### Selected text
══════════
(T2108 measures the percentage of stocks trading above their respective 40-day moving averages [DMAs]. To learn more about it, see my T2108 Resource Page. You can follow real-time T2108 commentary on twitter using the #T2108 hashtag. T2108-related trades and other trades are posted on twitter using the #120trade hashtag)
T2108 Status: 55%
VIX Status: 16.2%
General (Short-term) Trading Call: Hold with a bullish bias. (click here for a trading summary posted on twitter)
Reference Charts (click for view of last 6 months from Stockcharts.com):
S&P 500 or SPY
SDS (ProShares UltraShort S&P500)
U.S. Dollar Index (volatility index)
VIX (volatility index)
VXX (iPath S&P 500 VIX Short-Term Futures ETN)
EWG (iShares MSCI Germany Index Fund)
CAT (Caterpillar)
Commentary
Momentum seems to be rebuilding for the market. T2108 has soared over the last two days and now sits at 55%. I tweeted yesterday that the T1208 at 47% broke the April downtrend and confirmed the gaining momentum indicated by the S&P 500’s strong rally day that punched through the 50DMA. Now, the index is at 3-week highs. The chart below also shows the firm support the index has experienced at the last breakout line (which also coincides with last year’s highs).
══════════
Saved data entries:
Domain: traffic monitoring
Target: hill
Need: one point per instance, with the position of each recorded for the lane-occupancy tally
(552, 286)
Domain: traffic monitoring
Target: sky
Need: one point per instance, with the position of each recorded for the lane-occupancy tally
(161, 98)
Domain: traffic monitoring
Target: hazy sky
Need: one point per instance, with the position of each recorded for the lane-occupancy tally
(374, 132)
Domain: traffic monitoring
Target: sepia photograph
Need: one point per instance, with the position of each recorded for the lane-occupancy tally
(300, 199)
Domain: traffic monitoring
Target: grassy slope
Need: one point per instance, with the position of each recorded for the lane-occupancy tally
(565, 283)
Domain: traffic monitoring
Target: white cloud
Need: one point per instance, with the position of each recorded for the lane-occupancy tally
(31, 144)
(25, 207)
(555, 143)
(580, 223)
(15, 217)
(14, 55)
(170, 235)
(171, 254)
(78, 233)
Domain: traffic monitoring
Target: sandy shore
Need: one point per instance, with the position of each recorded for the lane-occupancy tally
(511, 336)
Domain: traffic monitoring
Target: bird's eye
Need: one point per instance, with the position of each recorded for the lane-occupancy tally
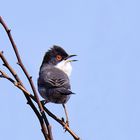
(58, 57)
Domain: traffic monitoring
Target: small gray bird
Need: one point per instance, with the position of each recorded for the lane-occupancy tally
(53, 81)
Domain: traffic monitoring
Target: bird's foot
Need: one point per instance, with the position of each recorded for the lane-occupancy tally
(43, 102)
(66, 124)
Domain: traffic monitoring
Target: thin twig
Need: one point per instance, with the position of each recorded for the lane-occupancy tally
(8, 31)
(29, 101)
(18, 83)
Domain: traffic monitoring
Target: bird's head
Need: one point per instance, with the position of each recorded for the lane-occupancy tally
(58, 57)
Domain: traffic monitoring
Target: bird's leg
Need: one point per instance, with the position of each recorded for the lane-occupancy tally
(44, 102)
(66, 114)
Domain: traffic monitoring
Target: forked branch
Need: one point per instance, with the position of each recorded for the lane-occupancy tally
(40, 111)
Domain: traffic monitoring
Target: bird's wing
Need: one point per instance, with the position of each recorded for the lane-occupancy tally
(53, 77)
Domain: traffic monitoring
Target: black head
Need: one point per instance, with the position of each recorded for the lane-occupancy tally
(54, 55)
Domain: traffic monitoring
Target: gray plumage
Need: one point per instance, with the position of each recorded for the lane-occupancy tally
(53, 83)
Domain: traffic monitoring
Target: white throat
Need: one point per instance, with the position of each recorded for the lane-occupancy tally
(65, 66)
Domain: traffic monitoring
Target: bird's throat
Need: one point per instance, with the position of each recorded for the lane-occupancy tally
(65, 66)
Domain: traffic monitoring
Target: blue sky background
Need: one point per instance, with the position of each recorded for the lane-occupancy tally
(106, 79)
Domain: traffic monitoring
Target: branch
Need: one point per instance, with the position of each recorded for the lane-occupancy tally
(46, 128)
(8, 31)
(29, 101)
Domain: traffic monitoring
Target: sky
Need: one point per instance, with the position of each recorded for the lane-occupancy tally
(106, 79)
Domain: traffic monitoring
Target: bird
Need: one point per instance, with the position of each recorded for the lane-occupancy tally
(53, 81)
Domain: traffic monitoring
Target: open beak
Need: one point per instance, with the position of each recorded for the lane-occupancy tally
(70, 57)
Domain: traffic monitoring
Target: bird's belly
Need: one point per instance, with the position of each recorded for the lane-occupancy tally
(53, 96)
(58, 98)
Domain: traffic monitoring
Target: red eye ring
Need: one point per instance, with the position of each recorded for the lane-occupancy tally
(59, 57)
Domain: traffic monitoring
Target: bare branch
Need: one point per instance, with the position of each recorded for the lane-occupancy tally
(46, 127)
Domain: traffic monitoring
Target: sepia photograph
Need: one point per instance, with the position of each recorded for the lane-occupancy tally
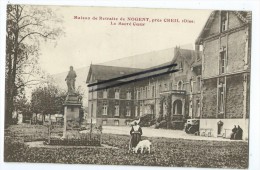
(127, 86)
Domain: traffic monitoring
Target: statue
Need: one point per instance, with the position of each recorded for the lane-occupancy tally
(71, 78)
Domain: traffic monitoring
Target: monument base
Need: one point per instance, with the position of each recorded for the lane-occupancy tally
(72, 107)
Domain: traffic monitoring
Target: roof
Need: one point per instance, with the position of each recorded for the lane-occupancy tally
(190, 56)
(103, 72)
(245, 16)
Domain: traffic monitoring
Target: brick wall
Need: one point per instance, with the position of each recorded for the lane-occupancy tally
(211, 55)
(234, 96)
(209, 100)
(233, 20)
(236, 51)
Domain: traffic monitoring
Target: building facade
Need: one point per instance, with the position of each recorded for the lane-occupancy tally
(173, 96)
(225, 40)
(212, 82)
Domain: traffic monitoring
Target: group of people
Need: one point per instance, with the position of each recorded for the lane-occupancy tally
(136, 133)
(237, 133)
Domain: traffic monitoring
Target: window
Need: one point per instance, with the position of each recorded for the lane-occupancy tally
(136, 111)
(116, 122)
(117, 110)
(128, 111)
(221, 98)
(117, 93)
(165, 87)
(224, 19)
(104, 109)
(141, 92)
(138, 94)
(141, 109)
(191, 85)
(105, 93)
(128, 95)
(180, 85)
(181, 66)
(222, 64)
(198, 108)
(190, 110)
(153, 91)
(146, 92)
(104, 122)
(198, 83)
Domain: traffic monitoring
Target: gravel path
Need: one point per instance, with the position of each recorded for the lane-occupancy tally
(151, 132)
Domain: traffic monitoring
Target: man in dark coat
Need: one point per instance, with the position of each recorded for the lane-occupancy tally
(135, 133)
(234, 131)
(71, 78)
(239, 134)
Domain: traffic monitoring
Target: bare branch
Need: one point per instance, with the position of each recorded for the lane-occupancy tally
(45, 36)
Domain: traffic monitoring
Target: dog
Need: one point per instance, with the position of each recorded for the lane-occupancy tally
(143, 145)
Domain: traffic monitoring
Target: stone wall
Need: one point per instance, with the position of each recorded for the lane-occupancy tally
(209, 100)
(234, 96)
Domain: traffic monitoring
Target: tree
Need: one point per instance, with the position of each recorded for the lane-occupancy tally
(47, 100)
(26, 27)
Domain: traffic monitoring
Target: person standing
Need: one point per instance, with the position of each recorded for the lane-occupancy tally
(136, 133)
(234, 131)
(71, 78)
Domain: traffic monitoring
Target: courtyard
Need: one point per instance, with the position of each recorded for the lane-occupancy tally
(167, 149)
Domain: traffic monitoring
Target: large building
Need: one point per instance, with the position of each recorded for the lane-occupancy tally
(166, 95)
(212, 82)
(225, 40)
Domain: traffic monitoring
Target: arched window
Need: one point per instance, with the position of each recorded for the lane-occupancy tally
(180, 85)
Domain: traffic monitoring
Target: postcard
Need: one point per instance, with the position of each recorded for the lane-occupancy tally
(127, 86)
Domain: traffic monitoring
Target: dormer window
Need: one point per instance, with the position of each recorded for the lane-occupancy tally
(105, 93)
(117, 94)
(223, 61)
(181, 66)
(128, 95)
(180, 85)
(224, 21)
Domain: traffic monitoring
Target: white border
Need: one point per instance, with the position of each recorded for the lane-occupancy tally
(254, 6)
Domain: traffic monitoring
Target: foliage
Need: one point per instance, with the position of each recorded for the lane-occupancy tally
(26, 27)
(47, 100)
(165, 152)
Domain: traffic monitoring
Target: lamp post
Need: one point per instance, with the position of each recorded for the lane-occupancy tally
(91, 112)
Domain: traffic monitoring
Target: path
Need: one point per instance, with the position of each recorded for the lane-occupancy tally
(167, 133)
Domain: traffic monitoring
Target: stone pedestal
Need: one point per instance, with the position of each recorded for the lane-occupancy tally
(72, 106)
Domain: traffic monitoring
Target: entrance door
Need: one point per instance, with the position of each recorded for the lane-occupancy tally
(152, 110)
(177, 107)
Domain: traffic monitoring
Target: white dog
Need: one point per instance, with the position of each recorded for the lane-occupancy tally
(144, 144)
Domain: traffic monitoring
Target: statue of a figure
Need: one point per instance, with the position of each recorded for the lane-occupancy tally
(71, 78)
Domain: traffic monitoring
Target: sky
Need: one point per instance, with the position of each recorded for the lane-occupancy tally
(97, 41)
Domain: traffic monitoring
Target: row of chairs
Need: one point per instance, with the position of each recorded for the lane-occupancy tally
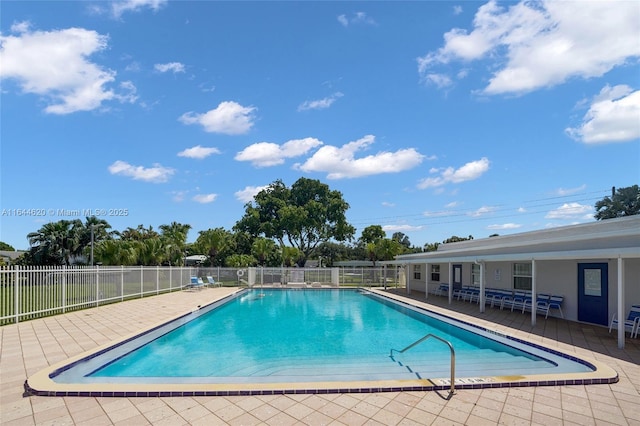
(544, 304)
(513, 300)
(197, 283)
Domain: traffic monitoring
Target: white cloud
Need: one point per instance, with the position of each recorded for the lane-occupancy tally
(439, 80)
(55, 65)
(122, 6)
(228, 117)
(155, 174)
(470, 171)
(340, 163)
(198, 152)
(266, 154)
(571, 211)
(205, 198)
(482, 211)
(504, 226)
(542, 44)
(178, 196)
(356, 18)
(174, 67)
(246, 195)
(401, 228)
(613, 116)
(441, 213)
(320, 103)
(569, 191)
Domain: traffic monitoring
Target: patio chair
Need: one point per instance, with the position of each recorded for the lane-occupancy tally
(541, 300)
(632, 322)
(192, 285)
(212, 282)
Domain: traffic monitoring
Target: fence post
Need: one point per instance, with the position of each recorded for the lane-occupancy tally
(64, 289)
(121, 283)
(97, 285)
(16, 294)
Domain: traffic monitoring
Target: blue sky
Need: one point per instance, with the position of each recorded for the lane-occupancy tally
(432, 118)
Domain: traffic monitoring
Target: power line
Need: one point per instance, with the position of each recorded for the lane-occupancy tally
(469, 214)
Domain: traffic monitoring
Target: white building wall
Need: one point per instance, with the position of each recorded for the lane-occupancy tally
(556, 277)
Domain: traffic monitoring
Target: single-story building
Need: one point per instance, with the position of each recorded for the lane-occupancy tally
(9, 256)
(594, 268)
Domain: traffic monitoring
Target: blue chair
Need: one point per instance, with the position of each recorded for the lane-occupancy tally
(195, 284)
(632, 322)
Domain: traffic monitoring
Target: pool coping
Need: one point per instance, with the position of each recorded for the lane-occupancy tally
(41, 384)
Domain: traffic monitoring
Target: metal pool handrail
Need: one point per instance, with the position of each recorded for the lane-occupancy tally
(453, 355)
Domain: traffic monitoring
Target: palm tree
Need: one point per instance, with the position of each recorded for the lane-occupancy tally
(263, 249)
(57, 243)
(290, 256)
(212, 242)
(151, 252)
(116, 252)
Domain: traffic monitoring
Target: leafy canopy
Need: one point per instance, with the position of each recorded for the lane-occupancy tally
(305, 215)
(623, 202)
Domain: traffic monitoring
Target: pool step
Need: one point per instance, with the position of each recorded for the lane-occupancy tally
(386, 368)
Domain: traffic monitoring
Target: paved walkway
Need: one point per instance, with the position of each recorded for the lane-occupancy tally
(33, 345)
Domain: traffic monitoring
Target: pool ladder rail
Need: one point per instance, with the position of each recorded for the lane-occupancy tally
(453, 356)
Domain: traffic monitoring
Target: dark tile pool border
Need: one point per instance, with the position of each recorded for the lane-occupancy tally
(310, 389)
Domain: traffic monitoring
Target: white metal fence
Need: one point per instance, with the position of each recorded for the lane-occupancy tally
(32, 292)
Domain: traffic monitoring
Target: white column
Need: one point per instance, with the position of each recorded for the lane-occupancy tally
(621, 313)
(534, 291)
(449, 275)
(426, 281)
(482, 301)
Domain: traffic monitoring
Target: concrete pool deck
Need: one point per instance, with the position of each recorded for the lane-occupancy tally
(32, 346)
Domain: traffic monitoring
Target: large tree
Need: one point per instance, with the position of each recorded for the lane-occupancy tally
(213, 243)
(623, 202)
(174, 237)
(303, 216)
(57, 243)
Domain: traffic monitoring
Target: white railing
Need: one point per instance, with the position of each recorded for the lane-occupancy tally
(33, 292)
(28, 292)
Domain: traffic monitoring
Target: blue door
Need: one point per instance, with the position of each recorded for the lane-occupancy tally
(593, 293)
(456, 275)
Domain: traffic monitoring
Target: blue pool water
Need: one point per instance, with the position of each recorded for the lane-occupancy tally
(312, 335)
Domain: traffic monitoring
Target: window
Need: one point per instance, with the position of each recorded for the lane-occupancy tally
(435, 272)
(522, 276)
(475, 274)
(416, 272)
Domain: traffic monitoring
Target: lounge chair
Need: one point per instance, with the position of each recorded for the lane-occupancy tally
(632, 322)
(212, 282)
(192, 285)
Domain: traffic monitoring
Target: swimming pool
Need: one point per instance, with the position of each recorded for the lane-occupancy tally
(274, 340)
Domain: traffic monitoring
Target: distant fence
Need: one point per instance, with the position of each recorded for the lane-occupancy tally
(33, 292)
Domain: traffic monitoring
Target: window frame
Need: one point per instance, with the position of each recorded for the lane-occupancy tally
(435, 272)
(522, 276)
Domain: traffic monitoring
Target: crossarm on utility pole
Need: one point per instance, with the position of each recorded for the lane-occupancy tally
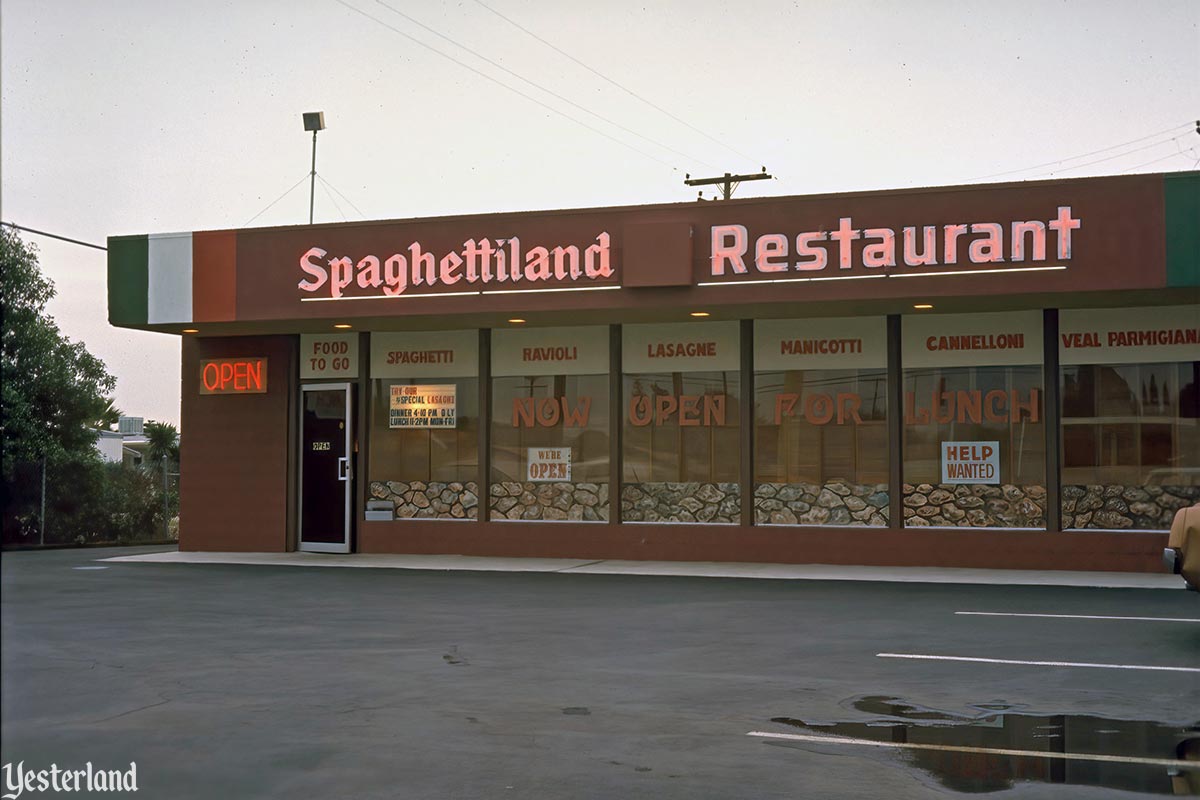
(727, 182)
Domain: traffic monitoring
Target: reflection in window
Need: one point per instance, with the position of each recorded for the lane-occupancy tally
(1131, 444)
(682, 451)
(976, 405)
(821, 447)
(426, 473)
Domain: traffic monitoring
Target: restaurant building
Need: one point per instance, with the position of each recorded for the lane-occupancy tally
(991, 376)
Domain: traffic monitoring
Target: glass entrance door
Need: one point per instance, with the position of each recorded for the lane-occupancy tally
(327, 480)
══════════
### Requirements
a: Pull out each line of the rows that contains the string "statue".
b: Write the next part of the T2108 market commentary, starting right after its final sentence.

### Responses to the tasks
a:
Target: statue
Target: statue of a figure

b:
The volatility index is also dropping. It has confirmed resistance at 20 once again. Accordingly, VXX, the volatility ETN, has plunged and is right around the corner from fresh all-time lows.
On the trading side, I find myself disappointed by a lack of VXX puts and SSO calls. I did not replenish my VXX puts after last week’s April expiration, and only have one May VXX put on hand. I bought tentatively into Monday’s big sell-off with May SSO calls first and then a fortuitous execution near the lows of the day on weekly SSO calls. I sold all of them into Tuesday’s lift, thinking the momentum looked poor. Unfortunately, I did not recognize that the odds had shifted toward a retest of the highs from the recent churn up and down and around the critical breakout support line. Moreover, T2108 was at relatively attractive levels in the 30s. Even a day’s worth of additional patience would have generated a large amount of additional profit. Another lesson learned!
Going forward, I am anticipating T2108 to hit overbought conditions by sometime next week. This means my trading call shifts back to a bullish bias for now (note, I have not had a bearish bias since the major strategy change in early March). The stars seem well-aligned for May’s trading to start with T2108 overbought. Such an event will add one more reason for traders to sell in May. May will deliver a tumultuous mix of bearish technical signals from foreign exchange, macroeconomic weakness from Europe, and a T2108 history that suggests we should expect the rebuilding momentum to kick-off another sustained rally. I adjust my expectations, if needed, after I see how and where the S&P 500 trades once T2108 trips into overbought territory.
Black line: T2108 (measured on the right); Green line: S&P 500 (for comparative purposes)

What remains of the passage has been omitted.